• WHAT TO PRODUCE: What you return must match the listing below exactly, minus any pictures.

• SOURCE INFORMATION:
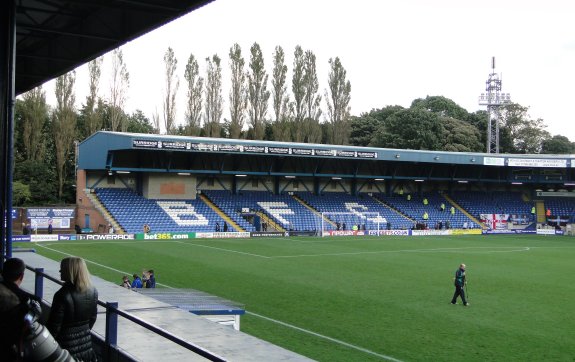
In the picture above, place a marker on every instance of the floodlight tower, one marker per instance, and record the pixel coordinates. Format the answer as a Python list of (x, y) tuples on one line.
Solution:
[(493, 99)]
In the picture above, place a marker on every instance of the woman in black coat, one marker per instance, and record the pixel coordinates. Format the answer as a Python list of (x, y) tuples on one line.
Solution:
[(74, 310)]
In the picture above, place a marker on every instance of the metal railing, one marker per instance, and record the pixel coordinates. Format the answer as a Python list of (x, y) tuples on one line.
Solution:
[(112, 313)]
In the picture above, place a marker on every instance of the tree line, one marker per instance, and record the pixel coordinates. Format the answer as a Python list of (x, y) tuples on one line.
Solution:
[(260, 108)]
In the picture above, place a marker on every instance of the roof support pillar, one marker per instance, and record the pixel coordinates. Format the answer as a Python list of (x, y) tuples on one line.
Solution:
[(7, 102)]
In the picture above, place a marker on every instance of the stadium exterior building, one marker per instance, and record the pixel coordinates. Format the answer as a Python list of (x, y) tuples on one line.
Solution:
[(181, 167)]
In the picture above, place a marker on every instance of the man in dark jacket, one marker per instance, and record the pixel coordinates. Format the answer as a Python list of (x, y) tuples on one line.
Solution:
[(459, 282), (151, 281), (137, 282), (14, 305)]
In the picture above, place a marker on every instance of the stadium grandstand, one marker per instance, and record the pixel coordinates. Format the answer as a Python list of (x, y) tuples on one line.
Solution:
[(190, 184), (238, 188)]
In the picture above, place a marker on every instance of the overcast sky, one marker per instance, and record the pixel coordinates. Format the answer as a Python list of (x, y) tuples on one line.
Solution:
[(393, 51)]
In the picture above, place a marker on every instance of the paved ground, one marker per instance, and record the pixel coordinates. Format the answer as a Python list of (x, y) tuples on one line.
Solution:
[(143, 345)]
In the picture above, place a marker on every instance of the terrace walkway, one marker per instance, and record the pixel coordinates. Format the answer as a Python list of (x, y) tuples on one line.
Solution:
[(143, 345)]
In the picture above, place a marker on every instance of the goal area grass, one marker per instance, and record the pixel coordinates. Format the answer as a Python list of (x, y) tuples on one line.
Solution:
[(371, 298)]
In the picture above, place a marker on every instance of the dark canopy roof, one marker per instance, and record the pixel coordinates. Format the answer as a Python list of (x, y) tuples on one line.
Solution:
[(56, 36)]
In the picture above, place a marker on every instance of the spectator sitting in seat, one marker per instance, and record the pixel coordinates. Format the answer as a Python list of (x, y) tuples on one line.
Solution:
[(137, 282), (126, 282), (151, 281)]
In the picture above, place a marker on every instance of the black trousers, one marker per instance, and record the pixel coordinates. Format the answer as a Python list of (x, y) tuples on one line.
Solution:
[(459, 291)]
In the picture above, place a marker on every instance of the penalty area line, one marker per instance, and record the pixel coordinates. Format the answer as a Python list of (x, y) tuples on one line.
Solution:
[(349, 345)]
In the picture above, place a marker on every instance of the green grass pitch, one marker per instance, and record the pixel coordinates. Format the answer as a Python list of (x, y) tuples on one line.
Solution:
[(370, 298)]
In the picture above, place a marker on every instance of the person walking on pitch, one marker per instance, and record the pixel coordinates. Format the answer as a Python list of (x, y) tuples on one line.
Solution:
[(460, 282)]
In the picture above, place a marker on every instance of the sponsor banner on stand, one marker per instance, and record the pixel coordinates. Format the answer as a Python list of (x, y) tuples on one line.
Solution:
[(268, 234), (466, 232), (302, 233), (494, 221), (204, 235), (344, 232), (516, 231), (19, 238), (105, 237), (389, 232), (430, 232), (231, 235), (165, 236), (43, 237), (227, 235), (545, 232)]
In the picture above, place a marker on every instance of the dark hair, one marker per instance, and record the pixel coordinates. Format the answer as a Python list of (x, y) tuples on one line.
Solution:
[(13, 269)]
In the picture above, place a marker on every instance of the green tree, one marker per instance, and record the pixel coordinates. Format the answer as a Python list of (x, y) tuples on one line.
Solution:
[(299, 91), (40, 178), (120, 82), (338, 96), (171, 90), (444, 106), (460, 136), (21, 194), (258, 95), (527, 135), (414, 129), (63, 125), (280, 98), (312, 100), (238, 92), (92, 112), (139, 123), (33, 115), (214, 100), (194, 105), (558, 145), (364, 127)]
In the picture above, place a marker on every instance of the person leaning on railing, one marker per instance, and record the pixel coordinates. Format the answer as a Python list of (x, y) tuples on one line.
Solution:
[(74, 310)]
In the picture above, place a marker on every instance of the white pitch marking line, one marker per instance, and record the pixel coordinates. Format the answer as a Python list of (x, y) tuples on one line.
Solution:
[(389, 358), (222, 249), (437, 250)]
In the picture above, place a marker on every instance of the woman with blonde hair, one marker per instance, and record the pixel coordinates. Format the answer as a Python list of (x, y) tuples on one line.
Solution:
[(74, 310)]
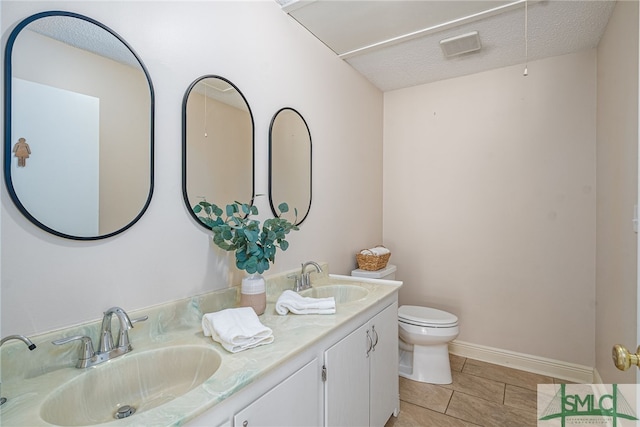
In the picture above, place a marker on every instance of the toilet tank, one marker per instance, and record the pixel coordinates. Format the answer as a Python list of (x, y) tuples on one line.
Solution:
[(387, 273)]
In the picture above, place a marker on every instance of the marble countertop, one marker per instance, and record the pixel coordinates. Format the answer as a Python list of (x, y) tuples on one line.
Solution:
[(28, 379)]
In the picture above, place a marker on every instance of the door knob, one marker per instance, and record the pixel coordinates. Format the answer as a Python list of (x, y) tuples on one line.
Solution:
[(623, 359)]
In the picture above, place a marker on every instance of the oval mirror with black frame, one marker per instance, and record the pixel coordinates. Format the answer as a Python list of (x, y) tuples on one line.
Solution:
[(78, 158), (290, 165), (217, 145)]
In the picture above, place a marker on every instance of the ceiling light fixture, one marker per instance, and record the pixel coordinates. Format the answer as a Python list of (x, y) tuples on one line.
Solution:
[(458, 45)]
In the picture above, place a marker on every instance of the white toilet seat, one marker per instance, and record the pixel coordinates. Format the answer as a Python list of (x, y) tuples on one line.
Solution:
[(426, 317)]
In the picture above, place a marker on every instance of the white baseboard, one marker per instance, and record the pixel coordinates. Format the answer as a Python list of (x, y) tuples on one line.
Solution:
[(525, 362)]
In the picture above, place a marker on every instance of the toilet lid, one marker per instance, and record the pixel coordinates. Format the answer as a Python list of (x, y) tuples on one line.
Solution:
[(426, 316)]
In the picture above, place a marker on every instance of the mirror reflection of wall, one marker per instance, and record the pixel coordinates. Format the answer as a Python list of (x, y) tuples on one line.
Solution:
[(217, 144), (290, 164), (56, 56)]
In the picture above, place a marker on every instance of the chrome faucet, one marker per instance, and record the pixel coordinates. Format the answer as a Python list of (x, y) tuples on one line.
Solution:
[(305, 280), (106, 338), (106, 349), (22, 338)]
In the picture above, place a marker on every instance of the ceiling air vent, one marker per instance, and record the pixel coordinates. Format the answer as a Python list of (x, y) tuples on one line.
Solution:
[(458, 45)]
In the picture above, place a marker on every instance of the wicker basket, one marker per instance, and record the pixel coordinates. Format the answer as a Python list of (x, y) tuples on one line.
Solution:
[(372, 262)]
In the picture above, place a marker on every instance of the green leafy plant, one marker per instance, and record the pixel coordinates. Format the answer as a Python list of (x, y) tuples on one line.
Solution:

• ANSWER BOX:
In the picture above, place a marker on every instance of the floodlight tower, one marker per instance, and record the pixel coordinates. Format the answer as a Python list of (x, y) tuples on one line.
Solution:
[(493, 99)]
In the picture above, place a marker on every instance of the woman in black coat, one marker per instance, and record the pixel coordinates. Format the answer as a Python list of (x, y) tuples on one line.
Solution:
[(74, 310)]
In the picture above, place a marker on every instance of the metal railing, one marker per instance, and record the pixel coordinates. Format the answer as a Python list of (x, y) tuples on one line.
Solution:
[(112, 313)]
In the picture above, place a marker on every instance of the tree line, one marker per instance, and record the pixel coordinates. Format the answer as a Python list of (x, y) tuples on one line.
Solution:
[(260, 108)]
In the picture above, place a marker on every instance of the roof support pillar, one marker per instance, and record the pixel coordinates. Format the answer as a Python list of (x, y) tuples on one line.
Solution:
[(7, 102)]
In the picture above, place a marker on every instance of the stadium exterior building, one marker per instance, and record the pixel coordinates. Format the answer as a Python list of (x, y) tuples on one line.
Solution:
[(181, 167)]
In the picture above, place a marker on every instance of the man in dark jacket, one marker per instance, and record the pixel coordinates. Format the answer as a Python list of (x, y) tuples on one line.
Solution:
[(459, 282), (151, 281), (137, 282), (14, 305)]
In the picture above, place a marker on every instance of the stadium grandstand, one marker per instance, and record the pixel coordinates. Format the answer as a Python list of (x, y) tuples on one line.
Solution:
[(190, 184), (238, 188)]
In the picture above, place a marker on every instance of the overcast sky, one marker per instance, and record the pixel coordinates. Format the answer as a Python list of (x, y) tuples on one line.
Solution:
[(393, 51)]
In the picture above, place a marker on every instance of the paved ground, one marker per instance, and record the pixel coordinates. Format the answer as a Python list of (x, y) tuples on one line.
Solution:
[(143, 345)]
In the picture above, place a marker on every instance of the terrace walkway, one marker per instance, and record the pixel coordinates. Format the answer as a Python list of (x, y) tuples on one line.
Solution:
[(143, 345)]
In the picture above, place a marker on every instance of the goal area grass, one marker per instance, and record the pixel coordinates. Format the answer as a Python list of (x, y) tuples on one line.
Solution:
[(371, 298)]
In the picture above, place a marker on every instance of the dark canopy roof, one marker per instance, and record the pixel coordinates. Format the answer as a Python list of (x, y) tuples on one line.
Solution:
[(56, 36)]
In the picture above, place a marker on every instance of the spectator sitting in seat, one marker per instance, and record the pixel coordinates. Format the answer as a Python list of (x, y) tuples on one line.
Solution:
[(137, 282), (126, 282), (151, 281)]
In the picture above, place a marker on every instance of the black trousers, one marker per instance, and record the pixel coordinates. Format the answer as a Python list of (x, y) tuples on one line.
Solution:
[(459, 291)]
In the picture above, place a marker on every instance of the penalty area line, one marker per instance, and record the pixel coordinates. Format the answer as a Python list of (x, y) tuples on one line.
Solution:
[(349, 345)]
In the picture above, place a marker on every instance of the green grass pitch, one marker per instance, and record the pixel coordinates. Format the answer as a Python list of (x, y) tuples on one line.
Solution:
[(370, 298)]
In the picture above, place a marker on every instance of the person walking on pitch, one marker per instance, and record the pixel coordinates. Format the answer as a Python list of (x, y) tuples on one line.
Solution:
[(460, 282)]
In the picture above, place a marker on every instance of the sponsor banner on stand, one marker per instance, and record the pixel coordinates. Format the answer as a Python list of (x, y) tuples on one line.
Solution:
[(268, 234), (466, 232), (302, 233), (494, 221), (204, 235), (344, 232), (516, 231), (19, 238), (105, 237), (389, 232), (430, 232), (231, 235), (165, 236), (43, 237), (227, 235), (545, 232)]
In the picture above, place a marker on every instance of the dark hair, one marker per instance, and record the pixel coordinates. Format the answer as a Python list of (x, y) tuples on one line.
Solution:
[(13, 269)]
In the picture above, place a marker on every instance of the green tree, one marker per instance, and record the pixel coordinates. Format the answer as a Python list of (x, y) tuples on one line.
Solution:
[(299, 91), (40, 178), (120, 82), (338, 96), (171, 90), (444, 106), (460, 136), (21, 194), (258, 95), (527, 135), (414, 129), (63, 125), (280, 98), (312, 100), (238, 92), (92, 112), (139, 123), (33, 115), (214, 100), (194, 105), (558, 145), (364, 127)]
In the picture above, place a marker on every instance of the person leaning on railing, one marker per instance, and record the pixel coordinates. Format the answer as a Python list of (x, y) tuples on one line.
Solution:
[(74, 310)]
In the picture above, place a marker on every instance of the white pitch marking line, one marker per instance, and record the pixel coordinates. Format the answer as a Python list of (x, y) tuples on one line.
Solution:
[(389, 358), (222, 249), (437, 250)]
In the picture above, place a marker on every instance of the woman with blonde hair, one marker per instance, and record the pixel coordinates. Format the answer as a Python list of (x, y) tuples on one line.
Solution:
[(74, 310)]
In the picture above, place a marker on every instance of the toilet tank, one marker per instance, and record the pixel coordinates. Format the answer as a Python list of (x, y) tuples on one line.
Solution:
[(387, 273)]
In the picture above, place a marker on every instance of the marble countertop, one marker per instance, and record the pixel coordinates. Format the answer as a Python list of (x, y) tuples on one line.
Solution:
[(28, 379)]
In the picture above, place a marker on every instance of the door knob, one marker per instance, and record the pixel coordinates. Format the answer as a Python list of (x, y) tuples on one line.
Solution:
[(623, 359)]
In the picture above, place a marker on every instance of the oval mirror with black frame, one marker per instance, and record the pixel coordinates. Format the answer as a Python list of (x, y) tuples on one line.
Solution:
[(78, 158), (290, 165), (217, 145)]
In the picture above, place a marker on every instance of the ceiling light fixture, one marker per instance, and record the pixel coordinates. Format the answer as a Python list of (x, y) tuples on one line.
Solution:
[(458, 45)]
In the picture above, place a marker on every instance of the white toilet seat, one marker per instance, and record the pixel coordinates. Format the answer as a Python list of (x, y) tuples on one line.
Solution:
[(426, 317)]
In the picture above, place a marker on every instance of the white baseboard, one marker per instance, and record the pixel coordinates. Format the answer as a Python list of (x, y) tuples on one line.
Solution:
[(525, 362)]
In the picture above, place a marker on every instance of the toilet lid, one marker per instance, and record the pixel coordinates. Format the answer as a Python list of (x, y) tuples on one line.
Solution:
[(426, 316)]
In the picture above, place a marker on every instance of the mirror reflection of wall, one marker per instance, and record the pixel coordinates. Format the answer as a Python list of (x, y) tuples on one line.
Solution:
[(217, 144), (290, 164), (56, 56)]
In the picture above, place a marker on every instance of the chrome faucet, one marker per instance, and record the pixel coordinates. Format the answer as a Python list of (x, y) tuples on one line.
Solution:
[(305, 280), (106, 338), (106, 349), (22, 338)]
In the picture above, place a marker on every instance of the ceiling air vent, one marker per instance, and record the pixel coordinates. Format the answer as a Python list of (x, y) tuples on one line.
Solution:
[(458, 45)]
In the picture above, place a marker on every instance of the wicker basket, one marker per instance, and record the pixel coordinates. Format the answer as a Python list of (x, y) tuples on one line.
Solution:
[(372, 262)]
In the picture above, place a marker on every instance of the green leafy plant, one marker per instance, and record the pixel coordinates. Format the answer as a Python list of (x, y) tuples on one line.
Solution:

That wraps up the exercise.